Input for this task
[Start of Attachment]

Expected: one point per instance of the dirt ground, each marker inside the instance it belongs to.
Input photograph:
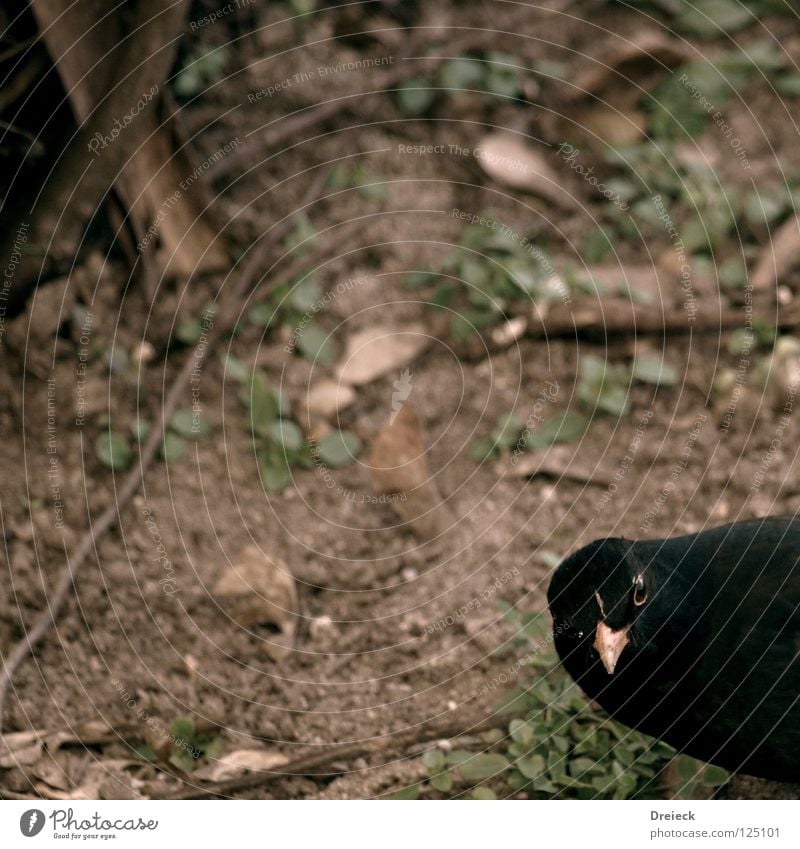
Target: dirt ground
(365, 662)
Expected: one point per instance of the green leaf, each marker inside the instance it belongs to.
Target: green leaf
(714, 776)
(502, 78)
(483, 793)
(564, 427)
(183, 728)
(407, 793)
(262, 314)
(481, 767)
(419, 279)
(189, 424)
(788, 85)
(651, 369)
(765, 208)
(686, 768)
(443, 782)
(275, 475)
(140, 429)
(521, 731)
(461, 73)
(596, 245)
(339, 448)
(172, 448)
(710, 18)
(113, 451)
(434, 760)
(414, 96)
(145, 753)
(315, 344)
(183, 760)
(258, 395)
(733, 273)
(305, 294)
(236, 369)
(507, 431)
(532, 766)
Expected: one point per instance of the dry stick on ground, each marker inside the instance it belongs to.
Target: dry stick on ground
(227, 316)
(289, 128)
(308, 765)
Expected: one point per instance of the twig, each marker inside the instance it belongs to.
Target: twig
(227, 315)
(293, 125)
(308, 765)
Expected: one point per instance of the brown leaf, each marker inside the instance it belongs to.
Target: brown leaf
(778, 257)
(240, 761)
(558, 462)
(509, 160)
(260, 590)
(326, 399)
(400, 472)
(379, 350)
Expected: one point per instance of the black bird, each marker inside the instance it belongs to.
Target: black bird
(695, 640)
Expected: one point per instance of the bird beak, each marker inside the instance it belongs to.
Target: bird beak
(609, 644)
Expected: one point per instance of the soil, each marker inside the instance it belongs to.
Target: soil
(374, 651)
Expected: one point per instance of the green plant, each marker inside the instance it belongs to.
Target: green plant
(491, 272)
(186, 746)
(563, 747)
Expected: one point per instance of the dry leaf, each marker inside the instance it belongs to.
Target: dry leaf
(400, 472)
(626, 61)
(260, 590)
(558, 462)
(328, 398)
(606, 125)
(509, 160)
(379, 350)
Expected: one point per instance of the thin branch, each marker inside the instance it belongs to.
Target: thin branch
(250, 273)
(309, 765)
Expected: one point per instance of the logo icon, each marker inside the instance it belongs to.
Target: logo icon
(31, 822)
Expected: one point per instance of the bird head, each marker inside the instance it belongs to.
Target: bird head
(597, 598)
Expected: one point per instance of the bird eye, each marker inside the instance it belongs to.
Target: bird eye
(639, 591)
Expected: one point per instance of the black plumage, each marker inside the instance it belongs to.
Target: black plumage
(695, 640)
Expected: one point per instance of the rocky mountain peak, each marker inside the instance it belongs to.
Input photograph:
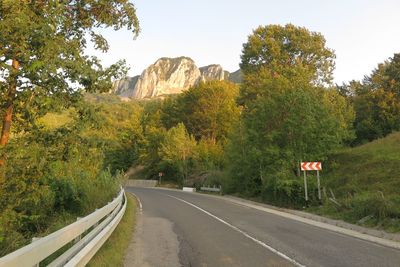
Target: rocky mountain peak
(167, 76)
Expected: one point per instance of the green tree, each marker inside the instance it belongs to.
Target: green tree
(42, 60)
(377, 101)
(288, 115)
(208, 110)
(178, 150)
(287, 51)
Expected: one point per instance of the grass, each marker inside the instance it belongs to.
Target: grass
(113, 251)
(55, 120)
(366, 183)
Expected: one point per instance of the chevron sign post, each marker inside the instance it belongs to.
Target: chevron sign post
(311, 166)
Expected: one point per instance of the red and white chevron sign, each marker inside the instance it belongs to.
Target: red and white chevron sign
(311, 166)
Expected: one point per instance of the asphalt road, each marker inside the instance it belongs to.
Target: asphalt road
(189, 229)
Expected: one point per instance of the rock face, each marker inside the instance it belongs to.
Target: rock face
(167, 76)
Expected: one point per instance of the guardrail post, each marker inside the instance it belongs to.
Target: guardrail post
(33, 240)
(78, 238)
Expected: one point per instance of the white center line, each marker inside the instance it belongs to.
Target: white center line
(243, 233)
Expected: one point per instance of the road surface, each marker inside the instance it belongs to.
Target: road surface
(189, 229)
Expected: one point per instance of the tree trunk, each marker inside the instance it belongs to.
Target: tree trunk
(9, 105)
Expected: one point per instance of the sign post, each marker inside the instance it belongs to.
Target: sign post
(311, 166)
(160, 174)
(305, 186)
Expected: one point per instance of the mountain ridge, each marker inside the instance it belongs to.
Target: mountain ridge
(169, 76)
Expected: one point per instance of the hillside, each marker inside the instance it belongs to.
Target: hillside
(170, 76)
(366, 183)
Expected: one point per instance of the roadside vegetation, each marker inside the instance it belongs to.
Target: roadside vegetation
(63, 147)
(113, 251)
(366, 185)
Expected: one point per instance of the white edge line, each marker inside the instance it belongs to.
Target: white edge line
(138, 199)
(243, 233)
(334, 228)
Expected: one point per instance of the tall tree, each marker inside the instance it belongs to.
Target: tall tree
(290, 52)
(377, 101)
(178, 150)
(288, 113)
(42, 59)
(209, 110)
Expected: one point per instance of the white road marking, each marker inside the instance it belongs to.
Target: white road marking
(243, 233)
(140, 202)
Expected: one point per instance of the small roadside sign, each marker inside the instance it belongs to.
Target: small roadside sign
(311, 166)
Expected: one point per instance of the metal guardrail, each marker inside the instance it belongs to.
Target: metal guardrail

[End of Attachment]

What is required
Please retype every record shown above, exactly as written, but without pictures.

Task result
Expected: one point per instance of the dirt ground, each marker inside the instance it belongs to.
Input photograph:
Target: dirt ground
(365, 662)
Expected: one point per instance of the green leaf, each marker inside the instance it belongs to.
Target: green leaf
(714, 776)
(502, 78)
(483, 793)
(564, 427)
(183, 728)
(407, 793)
(262, 314)
(481, 767)
(419, 279)
(189, 424)
(788, 85)
(651, 369)
(765, 208)
(686, 768)
(443, 782)
(275, 475)
(140, 429)
(521, 731)
(461, 73)
(596, 245)
(339, 448)
(172, 448)
(710, 18)
(113, 451)
(434, 760)
(414, 96)
(145, 753)
(315, 344)
(183, 760)
(258, 395)
(733, 273)
(305, 294)
(236, 369)
(507, 431)
(532, 766)
Expected: one point per instance of the dry stick on ground, each marker inside the instance it belongs to.
Target: dry stick on ground
(227, 316)
(289, 128)
(308, 765)
Expected: one point per instance of the twig, each marker inside the instance it belongs to.
Target: twig
(227, 315)
(293, 125)
(308, 765)
Expected: one point per instance of the brown leaf, each marker inside the instance it belongs to.
Target: brown leaf
(778, 257)
(240, 761)
(558, 462)
(509, 160)
(260, 590)
(326, 399)
(400, 472)
(379, 350)
Expected: one point per instance of the black bird, each marker inside the instance it belongs to.
Target: black bird
(695, 640)
Expected: one point per instance of the bird beak, each marker inside the instance it belongs to.
Target: bird beak
(609, 644)
Expected: one point per instance of the soil, each marker inside the instance it belongs to.
Target: soil
(374, 651)
Expected: one point per instance of the green plant, each marker inside the instance it belongs to.
Target: green plant
(491, 272)
(186, 746)
(563, 747)
Expected: one point per instance of the dry leaf, each marker inside the instance it belongs to.
Target: dry leaf
(400, 472)
(626, 61)
(260, 590)
(558, 462)
(328, 398)
(606, 125)
(509, 160)
(379, 350)
Expected: one point per instance of the thin branch, each marker inside the instance it belongs to.
Target: thin branch
(250, 273)
(309, 765)
Expected: one point per instance of the logo icon, each marker inside the instance it belongs to.
Target: logo icon
(31, 822)
Expected: one point per instance of the bird head, each marker inside the instance it belongs to.
Target: bird head
(597, 598)
Expected: one point per instance of the bird eye, each marker inside the instance it belongs to.
Target: bird eye
(639, 591)
Expected: one point per instance of the black plumage, each marker inside the instance it belongs to.
Target: black plumage
(695, 640)
Expected: one point per instance of the rocky mountain peak, each marker inside the instance it belongs to.
Input photograph:
Target: rocky mountain peak
(167, 76)
Expected: one point per instance of the green tree, each marker inside the instance it belongs to.
Target: green tree
(42, 60)
(377, 101)
(288, 115)
(208, 110)
(178, 150)
(287, 51)
Expected: one point per instance of the grass, each marker inside the instance it belongs to.
Target: grass
(113, 251)
(55, 120)
(366, 183)
Expected: one point per instance of the chevron sign post, each marker inside the instance it belongs to.
Target: chevron sign post
(311, 166)
Expected: one point per instance of the red and white chevron sign, each marker inside the instance it belongs to.
Target: red and white chevron sign
(311, 166)
Expected: one point per instance of the asphalt road, each marker inside the instance it belongs to.
Target: asphalt road
(189, 229)
Expected: one point per instance of the rock face, each marker inside the instance it belongs to.
Target: rock face
(167, 76)
Expected: one point per instance of the guardrail post, each marker inside the instance it belongs to.
Target: guardrail post
(33, 240)
(78, 238)
Expected: one point per instance of the white center line, each marker inside the instance it belongs to.
Target: white center line
(243, 233)
Expected: one point per instance of the road surface, each marker inside the instance it belongs to.
Target: road surface
(189, 229)
Expected: one point per instance of the tree trunk, each marker inside the instance it belongs to.
Target: tree trunk
(9, 105)
Expected: one point per instance of the sign post, each marker inside the instance it belongs to.
Target: sign post
(311, 166)
(160, 174)
(305, 186)
Expected: one point per instance of the mountain ridge, each marker inside the instance it belongs to.
Target: mountain ridge
(169, 76)
Expected: one point per instance of the hillside, each marker inside the instance it belongs to.
Target: hillside
(170, 76)
(366, 183)
Expected: one point per instance of the roadside vegetation, each marker inside the instance it belongs to.
Target: roadside vegetation
(63, 147)
(113, 251)
(366, 185)
Expected: one point per instance of the white edge line, each marker inside the instance it belongs to.
Target: white edge line
(138, 199)
(243, 233)
(334, 228)
Expected: one point per instance of the tall tree, each marker inside the instance it belongs to.
Target: tall tree
(290, 52)
(377, 101)
(178, 150)
(288, 113)
(42, 59)
(209, 110)
Expected: one point per instance of the white road marking, each marker inside the instance it belongs to.
Target: white road marking
(243, 233)
(140, 202)
Expected: one point per instance of the small roadside sign, each marker inside the instance it belongs to.
Target: small roadside sign
(311, 166)
Expected: one point per instance of the metal guardrail, each marker inside the instance it belongs to.
Target: metal guardrail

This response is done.